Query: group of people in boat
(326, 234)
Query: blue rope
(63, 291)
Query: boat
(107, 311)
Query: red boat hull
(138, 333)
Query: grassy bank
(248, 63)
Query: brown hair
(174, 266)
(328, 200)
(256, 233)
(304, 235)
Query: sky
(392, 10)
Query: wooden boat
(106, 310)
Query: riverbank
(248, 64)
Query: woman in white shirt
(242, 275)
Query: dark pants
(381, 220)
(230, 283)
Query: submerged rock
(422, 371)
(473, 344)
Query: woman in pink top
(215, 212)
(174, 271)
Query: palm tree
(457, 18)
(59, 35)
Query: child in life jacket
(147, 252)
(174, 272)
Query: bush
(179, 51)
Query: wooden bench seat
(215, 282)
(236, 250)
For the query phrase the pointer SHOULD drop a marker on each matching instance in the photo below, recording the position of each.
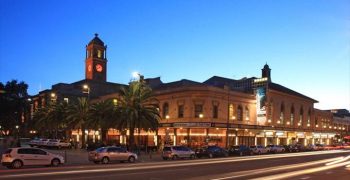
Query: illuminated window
(180, 111)
(231, 112)
(215, 111)
(198, 109)
(239, 113)
(292, 116)
(165, 110)
(247, 113)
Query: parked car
(275, 148)
(240, 150)
(319, 147)
(211, 151)
(57, 143)
(176, 152)
(18, 157)
(259, 149)
(34, 142)
(43, 142)
(105, 155)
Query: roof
(283, 89)
(175, 84)
(97, 41)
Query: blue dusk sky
(306, 43)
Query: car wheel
(192, 156)
(105, 160)
(17, 164)
(55, 162)
(131, 159)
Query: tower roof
(97, 41)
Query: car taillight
(7, 155)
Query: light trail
(274, 169)
(170, 164)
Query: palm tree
(78, 115)
(137, 109)
(102, 115)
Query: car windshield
(101, 149)
(167, 149)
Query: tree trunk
(132, 139)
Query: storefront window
(180, 111)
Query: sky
(306, 43)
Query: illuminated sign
(261, 105)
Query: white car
(43, 142)
(18, 157)
(56, 143)
(34, 142)
(259, 149)
(275, 148)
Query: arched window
(165, 110)
(301, 114)
(292, 116)
(247, 116)
(282, 114)
(239, 113)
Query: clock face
(89, 68)
(99, 68)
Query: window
(301, 117)
(247, 113)
(282, 114)
(215, 111)
(165, 110)
(239, 113)
(198, 110)
(292, 116)
(231, 112)
(180, 111)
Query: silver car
(107, 154)
(176, 152)
(18, 157)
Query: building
(218, 111)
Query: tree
(14, 106)
(138, 109)
(103, 115)
(78, 116)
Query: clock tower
(96, 60)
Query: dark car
(211, 151)
(240, 150)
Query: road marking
(171, 164)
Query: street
(306, 165)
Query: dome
(97, 41)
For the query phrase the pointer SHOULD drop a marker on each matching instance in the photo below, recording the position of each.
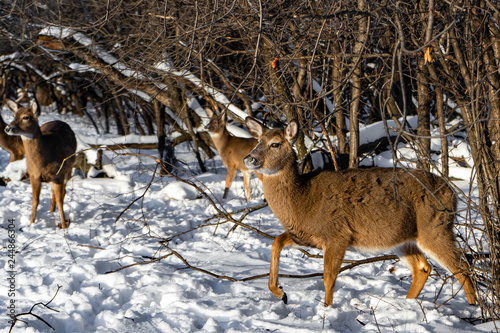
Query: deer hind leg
(448, 255)
(332, 258)
(36, 187)
(53, 201)
(246, 183)
(231, 172)
(58, 191)
(278, 244)
(411, 255)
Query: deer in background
(12, 144)
(232, 150)
(49, 152)
(370, 209)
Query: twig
(293, 276)
(30, 312)
(140, 263)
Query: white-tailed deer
(370, 209)
(232, 150)
(49, 154)
(12, 144)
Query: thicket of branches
(330, 64)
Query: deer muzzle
(251, 162)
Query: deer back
(374, 208)
(47, 146)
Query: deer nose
(251, 162)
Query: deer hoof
(284, 298)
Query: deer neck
(33, 142)
(285, 193)
(221, 140)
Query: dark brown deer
(49, 154)
(232, 150)
(371, 209)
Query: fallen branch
(139, 263)
(293, 276)
(30, 313)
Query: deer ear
(34, 108)
(255, 128)
(12, 105)
(292, 131)
(209, 112)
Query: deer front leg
(231, 172)
(247, 184)
(332, 257)
(58, 193)
(36, 187)
(278, 244)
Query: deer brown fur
(49, 152)
(232, 150)
(368, 209)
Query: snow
(106, 284)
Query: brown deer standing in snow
(49, 154)
(232, 150)
(371, 209)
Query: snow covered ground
(88, 273)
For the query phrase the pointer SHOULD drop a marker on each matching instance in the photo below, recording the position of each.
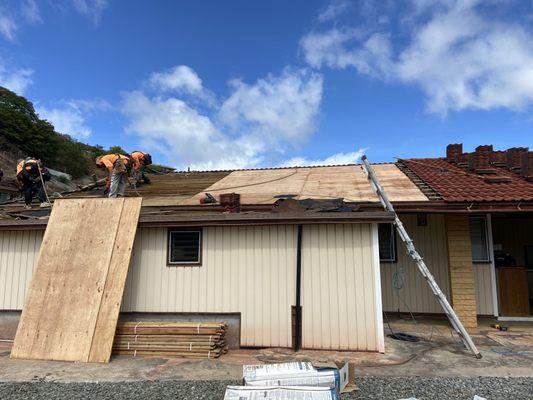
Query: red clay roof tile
(456, 184)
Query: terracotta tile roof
(456, 184)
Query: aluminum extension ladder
(413, 253)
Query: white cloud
(283, 107)
(71, 117)
(331, 49)
(182, 79)
(91, 9)
(8, 26)
(16, 80)
(179, 78)
(460, 56)
(333, 10)
(186, 137)
(255, 121)
(335, 159)
(30, 11)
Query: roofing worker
(117, 166)
(140, 161)
(29, 174)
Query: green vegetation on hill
(21, 129)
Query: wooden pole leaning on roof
(413, 253)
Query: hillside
(23, 133)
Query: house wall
(462, 280)
(249, 271)
(414, 294)
(18, 254)
(484, 292)
(341, 300)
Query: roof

────────

## EXERCISE AIM:
Give the records again exactly, minus the pictures.

## EXERCISE OUTPUT:
Query: group of people in boat
(326, 234)
Query: blue rope
(63, 291)
Query: boat
(107, 311)
Query: red boat hull
(138, 333)
Query: grassy bank
(248, 63)
Query: brown hair
(174, 266)
(328, 200)
(256, 233)
(304, 235)
Query: sky
(392, 10)
Query: wooden boat
(106, 310)
Query: riverbank
(248, 64)
Query: woman in white shirt
(242, 275)
Query: dark pants
(381, 220)
(230, 283)
Query: submerged rock
(422, 371)
(473, 344)
Query: woman in pink top
(215, 212)
(174, 271)
Query: palm tree
(457, 18)
(59, 35)
Query: child in life jacket
(147, 252)
(174, 272)
Query: bush
(179, 51)
Query: wooden bench seat
(215, 282)
(236, 250)
For the query phrase the pointer SHOULD drop a marker on each matching instance in the photo below, recording the position of each.
Query: illuminated window
(180, 111)
(231, 112)
(215, 111)
(198, 109)
(239, 113)
(292, 116)
(165, 110)
(247, 113)
Query: parked car
(275, 148)
(240, 150)
(319, 147)
(211, 151)
(57, 143)
(176, 152)
(18, 157)
(259, 149)
(34, 142)
(43, 142)
(105, 155)
Query: roof
(283, 89)
(175, 84)
(97, 41)
Query: blue dusk sky
(306, 43)
Query: car wheel
(192, 156)
(105, 160)
(17, 164)
(55, 162)
(131, 159)
Query: tower roof
(97, 41)
Query: car taillight
(7, 155)
Query: light trail
(274, 169)
(170, 164)
Query: palm tree
(78, 115)
(137, 109)
(102, 115)
Query: car windshield
(101, 149)
(167, 149)
Query: tree trunk
(132, 139)
Query: storefront window
(180, 111)
Query: sky
(306, 43)
Query: illuminated sign
(261, 105)
Query: white car
(43, 142)
(18, 157)
(56, 143)
(34, 142)
(259, 149)
(275, 148)
Query: arched window
(165, 110)
(301, 114)
(292, 116)
(247, 116)
(282, 114)
(239, 113)
Query: clock face
(89, 68)
(99, 68)
Query: window
(301, 117)
(247, 113)
(282, 114)
(215, 111)
(165, 110)
(239, 113)
(198, 110)
(292, 116)
(231, 112)
(180, 111)
Query: silver car
(107, 154)
(176, 152)
(18, 157)
Query: building
(218, 111)
Query: tree
(14, 106)
(138, 109)
(103, 115)
(78, 116)
Query: clock tower
(96, 60)
Query: dark car
(211, 151)
(240, 150)
Query: road marking
(171, 164)
Query: street
(306, 165)
Query: dome
(97, 41)
For the query phrase the pointer SHOULD drop a marker on each matching instance in the photo below, recording the position of each.
Query: deer hind leg
(448, 255)
(332, 258)
(36, 187)
(53, 201)
(246, 183)
(231, 172)
(58, 191)
(278, 244)
(411, 255)
Query: deer in background
(12, 144)
(232, 150)
(49, 152)
(370, 209)
Query: twig
(293, 276)
(30, 312)
(140, 263)
Query: white-tailed deer
(370, 209)
(232, 150)
(49, 154)
(12, 144)
Query: thicket of branches
(330, 64)
Query: deer muzzle
(251, 162)
Query: deer back
(374, 208)
(47, 146)
Query: deer nose
(251, 162)
Query: deer hoof
(284, 298)
Query: deer neck
(33, 142)
(285, 193)
(221, 140)
Query: dark brown deer
(49, 154)
(232, 150)
(371, 209)
Query: fallen branch
(139, 263)
(293, 276)
(30, 313)
Query: deer ear
(34, 108)
(255, 128)
(12, 105)
(292, 131)
(209, 112)
Query: deer front leg
(231, 172)
(247, 184)
(332, 257)
(58, 193)
(36, 187)
(278, 244)
Query: deer brown fur
(49, 152)
(232, 150)
(368, 209)
Query: snow
(106, 284)
Query: brown deer standing in snow
(49, 154)
(232, 150)
(371, 209)
Query: snow covered ground
(88, 273)
For the query phrase the pointer SHOULD drop a marker on each matching instance in the photo below, recording the position of each.
Query: red clay roof tile
(456, 184)
Query: terracotta tile roof
(456, 184)
Query: aluminum extension ladder
(413, 253)
Query: white cloud
(283, 107)
(71, 117)
(331, 49)
(182, 79)
(91, 9)
(8, 26)
(16, 80)
(179, 78)
(460, 56)
(333, 10)
(186, 137)
(255, 121)
(335, 159)
(30, 11)
Query: roofing worker
(117, 166)
(140, 161)
(29, 174)
Query: green vegetation on hill
(21, 129)
Query: wooden pole leaning on roof
(413, 253)
Query: hillside
(23, 133)
Query: house wall
(462, 280)
(249, 271)
(414, 294)
(18, 254)
(484, 292)
(341, 300)
Query: roof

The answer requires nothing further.